WHAT YOU ARE ASKED TO DO: Each line of the data below from the one holding "pin: the woman's extended" to the one holding "pin: the toilet tank, one", inclusive, is to be reproduced exactly; no other line belongs in the answer.

### DATA SECTION

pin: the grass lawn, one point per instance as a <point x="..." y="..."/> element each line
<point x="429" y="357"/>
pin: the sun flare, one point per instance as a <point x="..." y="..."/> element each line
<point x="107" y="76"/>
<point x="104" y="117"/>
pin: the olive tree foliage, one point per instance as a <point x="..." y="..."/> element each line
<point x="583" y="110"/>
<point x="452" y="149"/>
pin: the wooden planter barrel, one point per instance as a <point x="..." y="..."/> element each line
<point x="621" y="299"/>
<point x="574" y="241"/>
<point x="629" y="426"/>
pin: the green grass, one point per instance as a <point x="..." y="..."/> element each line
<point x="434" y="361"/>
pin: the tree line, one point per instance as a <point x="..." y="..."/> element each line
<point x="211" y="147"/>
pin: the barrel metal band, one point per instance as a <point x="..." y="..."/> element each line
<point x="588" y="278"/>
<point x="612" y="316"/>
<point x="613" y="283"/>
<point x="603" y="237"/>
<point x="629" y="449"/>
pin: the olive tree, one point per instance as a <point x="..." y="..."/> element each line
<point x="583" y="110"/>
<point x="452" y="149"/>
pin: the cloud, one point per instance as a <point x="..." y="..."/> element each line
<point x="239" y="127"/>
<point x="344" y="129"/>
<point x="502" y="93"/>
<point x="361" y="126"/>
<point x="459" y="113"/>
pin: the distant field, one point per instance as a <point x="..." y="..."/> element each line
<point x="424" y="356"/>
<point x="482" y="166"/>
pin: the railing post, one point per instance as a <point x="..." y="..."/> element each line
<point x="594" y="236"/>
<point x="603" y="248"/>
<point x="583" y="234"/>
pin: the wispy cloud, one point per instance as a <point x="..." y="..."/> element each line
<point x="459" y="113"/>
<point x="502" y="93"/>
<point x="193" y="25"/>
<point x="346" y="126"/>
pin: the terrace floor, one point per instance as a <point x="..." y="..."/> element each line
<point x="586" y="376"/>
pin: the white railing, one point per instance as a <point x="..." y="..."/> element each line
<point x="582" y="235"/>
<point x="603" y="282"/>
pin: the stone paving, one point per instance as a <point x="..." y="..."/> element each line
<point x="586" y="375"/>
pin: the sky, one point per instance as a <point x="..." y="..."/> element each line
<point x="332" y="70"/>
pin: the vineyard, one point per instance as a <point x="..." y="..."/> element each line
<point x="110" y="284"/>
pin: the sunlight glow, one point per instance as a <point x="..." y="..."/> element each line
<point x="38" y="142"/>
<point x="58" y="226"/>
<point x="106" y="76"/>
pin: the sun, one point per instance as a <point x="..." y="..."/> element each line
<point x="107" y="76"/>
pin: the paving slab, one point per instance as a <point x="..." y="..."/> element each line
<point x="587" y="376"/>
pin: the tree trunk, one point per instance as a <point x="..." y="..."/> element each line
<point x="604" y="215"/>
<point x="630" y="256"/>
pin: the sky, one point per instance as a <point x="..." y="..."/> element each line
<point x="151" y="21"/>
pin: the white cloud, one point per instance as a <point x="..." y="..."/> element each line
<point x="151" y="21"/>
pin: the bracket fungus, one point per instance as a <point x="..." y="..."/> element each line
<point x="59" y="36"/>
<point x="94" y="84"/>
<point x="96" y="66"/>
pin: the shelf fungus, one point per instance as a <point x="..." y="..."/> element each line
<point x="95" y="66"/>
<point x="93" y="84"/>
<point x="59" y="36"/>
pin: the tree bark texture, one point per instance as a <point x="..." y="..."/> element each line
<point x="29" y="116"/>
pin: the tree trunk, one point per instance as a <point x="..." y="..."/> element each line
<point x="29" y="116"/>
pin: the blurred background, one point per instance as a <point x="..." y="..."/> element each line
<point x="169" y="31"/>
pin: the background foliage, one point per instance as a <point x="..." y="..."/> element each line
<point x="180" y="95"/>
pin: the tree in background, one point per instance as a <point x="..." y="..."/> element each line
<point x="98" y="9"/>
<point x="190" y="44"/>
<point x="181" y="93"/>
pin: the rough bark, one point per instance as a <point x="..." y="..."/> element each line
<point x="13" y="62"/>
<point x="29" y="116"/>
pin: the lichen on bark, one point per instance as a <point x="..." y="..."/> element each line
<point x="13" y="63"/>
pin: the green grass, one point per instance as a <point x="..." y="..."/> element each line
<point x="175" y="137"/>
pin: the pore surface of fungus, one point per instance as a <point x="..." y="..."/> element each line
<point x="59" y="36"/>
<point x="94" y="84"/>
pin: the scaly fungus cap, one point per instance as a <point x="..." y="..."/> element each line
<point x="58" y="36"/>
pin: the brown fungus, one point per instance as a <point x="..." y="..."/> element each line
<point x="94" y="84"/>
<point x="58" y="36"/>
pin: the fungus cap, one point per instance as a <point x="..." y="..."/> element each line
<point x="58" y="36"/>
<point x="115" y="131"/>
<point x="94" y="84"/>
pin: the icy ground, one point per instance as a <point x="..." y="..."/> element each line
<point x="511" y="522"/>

######
### DATA SECTION

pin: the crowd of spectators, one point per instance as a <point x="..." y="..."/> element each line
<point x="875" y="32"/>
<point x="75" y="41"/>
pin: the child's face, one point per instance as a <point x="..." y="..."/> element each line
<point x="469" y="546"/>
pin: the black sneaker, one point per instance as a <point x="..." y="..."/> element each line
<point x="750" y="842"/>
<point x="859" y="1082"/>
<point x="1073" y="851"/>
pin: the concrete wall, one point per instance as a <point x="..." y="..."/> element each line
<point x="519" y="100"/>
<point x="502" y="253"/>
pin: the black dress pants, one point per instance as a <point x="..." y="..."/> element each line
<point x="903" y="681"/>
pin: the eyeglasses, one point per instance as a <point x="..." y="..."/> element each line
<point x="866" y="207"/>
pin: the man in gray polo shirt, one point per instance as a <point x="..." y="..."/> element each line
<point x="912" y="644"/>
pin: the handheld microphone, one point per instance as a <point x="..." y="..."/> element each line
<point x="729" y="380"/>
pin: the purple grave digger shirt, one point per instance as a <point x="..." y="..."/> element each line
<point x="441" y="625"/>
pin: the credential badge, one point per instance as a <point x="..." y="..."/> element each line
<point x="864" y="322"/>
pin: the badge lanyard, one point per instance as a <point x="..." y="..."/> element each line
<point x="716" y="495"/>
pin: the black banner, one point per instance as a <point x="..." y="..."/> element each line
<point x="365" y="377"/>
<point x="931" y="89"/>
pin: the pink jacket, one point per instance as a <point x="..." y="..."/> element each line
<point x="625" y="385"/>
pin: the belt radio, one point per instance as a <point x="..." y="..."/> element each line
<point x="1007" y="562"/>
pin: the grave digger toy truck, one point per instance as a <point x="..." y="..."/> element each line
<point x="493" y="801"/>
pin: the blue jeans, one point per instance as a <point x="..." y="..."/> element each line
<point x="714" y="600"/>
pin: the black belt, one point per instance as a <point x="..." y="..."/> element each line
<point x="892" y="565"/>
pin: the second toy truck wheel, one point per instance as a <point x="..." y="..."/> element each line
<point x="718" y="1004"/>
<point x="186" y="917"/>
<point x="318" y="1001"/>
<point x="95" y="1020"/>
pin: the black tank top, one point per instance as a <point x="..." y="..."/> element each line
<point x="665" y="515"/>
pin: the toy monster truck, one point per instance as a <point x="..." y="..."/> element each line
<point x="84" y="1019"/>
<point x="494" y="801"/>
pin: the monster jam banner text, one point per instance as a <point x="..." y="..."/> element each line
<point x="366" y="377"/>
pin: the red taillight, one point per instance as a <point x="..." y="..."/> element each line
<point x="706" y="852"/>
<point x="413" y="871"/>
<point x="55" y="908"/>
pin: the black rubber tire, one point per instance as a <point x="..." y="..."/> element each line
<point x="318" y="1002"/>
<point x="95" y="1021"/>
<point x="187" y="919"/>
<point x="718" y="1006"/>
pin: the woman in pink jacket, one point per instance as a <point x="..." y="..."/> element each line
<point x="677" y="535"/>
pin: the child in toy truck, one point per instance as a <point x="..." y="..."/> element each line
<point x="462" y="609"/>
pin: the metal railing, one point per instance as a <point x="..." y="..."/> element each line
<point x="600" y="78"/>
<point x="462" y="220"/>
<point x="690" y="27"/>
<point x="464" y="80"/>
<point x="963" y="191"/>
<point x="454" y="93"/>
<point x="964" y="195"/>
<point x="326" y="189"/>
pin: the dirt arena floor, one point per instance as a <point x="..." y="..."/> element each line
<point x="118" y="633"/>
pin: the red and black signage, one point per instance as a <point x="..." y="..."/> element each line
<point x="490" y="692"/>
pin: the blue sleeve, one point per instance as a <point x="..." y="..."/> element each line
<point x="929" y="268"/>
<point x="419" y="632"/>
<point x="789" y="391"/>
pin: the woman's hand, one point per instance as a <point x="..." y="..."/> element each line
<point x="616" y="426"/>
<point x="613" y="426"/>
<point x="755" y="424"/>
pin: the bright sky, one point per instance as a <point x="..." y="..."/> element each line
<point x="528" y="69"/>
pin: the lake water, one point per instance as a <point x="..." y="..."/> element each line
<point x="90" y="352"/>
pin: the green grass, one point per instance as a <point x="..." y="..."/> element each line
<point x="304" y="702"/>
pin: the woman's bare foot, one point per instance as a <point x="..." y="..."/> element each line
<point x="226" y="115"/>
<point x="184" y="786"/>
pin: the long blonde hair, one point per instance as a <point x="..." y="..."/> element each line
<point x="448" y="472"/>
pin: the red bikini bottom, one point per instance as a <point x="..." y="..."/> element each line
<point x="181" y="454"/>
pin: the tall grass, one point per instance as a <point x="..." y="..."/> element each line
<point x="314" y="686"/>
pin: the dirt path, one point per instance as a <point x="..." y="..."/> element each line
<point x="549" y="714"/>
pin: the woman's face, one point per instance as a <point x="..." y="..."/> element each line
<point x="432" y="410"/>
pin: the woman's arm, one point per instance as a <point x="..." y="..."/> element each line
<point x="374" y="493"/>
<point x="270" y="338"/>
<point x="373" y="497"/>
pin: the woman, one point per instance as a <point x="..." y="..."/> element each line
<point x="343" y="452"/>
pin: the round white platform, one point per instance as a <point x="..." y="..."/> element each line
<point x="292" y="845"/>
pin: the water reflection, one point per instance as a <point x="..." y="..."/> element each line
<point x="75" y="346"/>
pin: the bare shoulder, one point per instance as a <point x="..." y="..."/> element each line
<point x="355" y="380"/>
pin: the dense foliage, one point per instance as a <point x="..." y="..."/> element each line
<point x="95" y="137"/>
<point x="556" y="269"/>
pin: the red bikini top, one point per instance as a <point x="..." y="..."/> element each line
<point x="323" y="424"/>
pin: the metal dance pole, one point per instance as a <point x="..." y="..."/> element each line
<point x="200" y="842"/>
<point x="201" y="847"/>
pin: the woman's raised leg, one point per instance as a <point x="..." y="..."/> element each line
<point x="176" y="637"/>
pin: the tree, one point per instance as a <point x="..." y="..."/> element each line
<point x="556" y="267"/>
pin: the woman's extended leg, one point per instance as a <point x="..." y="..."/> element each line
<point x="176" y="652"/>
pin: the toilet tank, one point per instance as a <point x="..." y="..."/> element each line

######
### DATA SECTION

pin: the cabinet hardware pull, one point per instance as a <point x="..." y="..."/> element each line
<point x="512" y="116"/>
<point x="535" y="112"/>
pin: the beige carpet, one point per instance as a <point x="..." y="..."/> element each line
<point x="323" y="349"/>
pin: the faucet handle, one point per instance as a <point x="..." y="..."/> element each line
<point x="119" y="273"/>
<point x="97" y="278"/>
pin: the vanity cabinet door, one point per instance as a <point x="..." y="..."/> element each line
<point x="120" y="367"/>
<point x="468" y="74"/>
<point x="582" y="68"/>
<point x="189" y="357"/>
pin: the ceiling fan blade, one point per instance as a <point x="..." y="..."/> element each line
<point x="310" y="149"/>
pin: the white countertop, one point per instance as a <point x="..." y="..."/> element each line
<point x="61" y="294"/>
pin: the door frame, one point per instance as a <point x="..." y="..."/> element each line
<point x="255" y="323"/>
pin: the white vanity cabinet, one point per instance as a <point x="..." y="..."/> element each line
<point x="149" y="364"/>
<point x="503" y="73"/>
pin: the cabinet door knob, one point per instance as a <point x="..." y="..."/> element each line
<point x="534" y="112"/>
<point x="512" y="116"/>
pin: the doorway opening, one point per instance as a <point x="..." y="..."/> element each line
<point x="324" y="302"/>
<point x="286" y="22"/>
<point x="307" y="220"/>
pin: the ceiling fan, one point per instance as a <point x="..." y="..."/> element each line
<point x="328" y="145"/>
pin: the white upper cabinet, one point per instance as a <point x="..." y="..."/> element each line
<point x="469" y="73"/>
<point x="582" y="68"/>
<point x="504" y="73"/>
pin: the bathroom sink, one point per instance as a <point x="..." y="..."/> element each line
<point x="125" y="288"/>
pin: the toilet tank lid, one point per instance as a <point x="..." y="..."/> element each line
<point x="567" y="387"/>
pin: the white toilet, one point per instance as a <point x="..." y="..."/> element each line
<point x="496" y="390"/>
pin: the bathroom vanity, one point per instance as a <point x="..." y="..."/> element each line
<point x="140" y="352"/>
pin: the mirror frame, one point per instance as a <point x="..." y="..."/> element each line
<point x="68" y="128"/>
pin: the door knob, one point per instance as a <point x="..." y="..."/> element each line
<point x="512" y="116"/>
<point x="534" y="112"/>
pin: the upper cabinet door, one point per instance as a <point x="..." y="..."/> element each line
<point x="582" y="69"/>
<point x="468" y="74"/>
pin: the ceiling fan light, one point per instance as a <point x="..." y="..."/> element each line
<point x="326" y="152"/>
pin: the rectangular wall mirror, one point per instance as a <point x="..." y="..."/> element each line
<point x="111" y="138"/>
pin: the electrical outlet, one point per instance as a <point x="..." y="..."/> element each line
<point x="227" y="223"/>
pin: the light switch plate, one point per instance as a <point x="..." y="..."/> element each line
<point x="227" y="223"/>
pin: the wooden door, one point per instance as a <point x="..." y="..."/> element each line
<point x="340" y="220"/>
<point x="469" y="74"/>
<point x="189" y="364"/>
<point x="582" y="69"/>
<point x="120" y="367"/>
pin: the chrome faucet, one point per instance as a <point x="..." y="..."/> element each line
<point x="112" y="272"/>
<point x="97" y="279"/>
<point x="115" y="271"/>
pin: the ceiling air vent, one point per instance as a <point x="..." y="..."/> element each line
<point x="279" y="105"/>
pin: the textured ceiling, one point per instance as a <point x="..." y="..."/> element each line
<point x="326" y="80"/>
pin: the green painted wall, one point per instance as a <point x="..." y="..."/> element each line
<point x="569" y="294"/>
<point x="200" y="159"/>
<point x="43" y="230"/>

######

ANSWER TO THIS EXERCISE:
pin: the woman's extended leg, one point per instance as a <point x="..." y="..."/> element each line
<point x="176" y="652"/>
pin: the toilet tank, one point per instance as a <point x="..." y="..."/> element each line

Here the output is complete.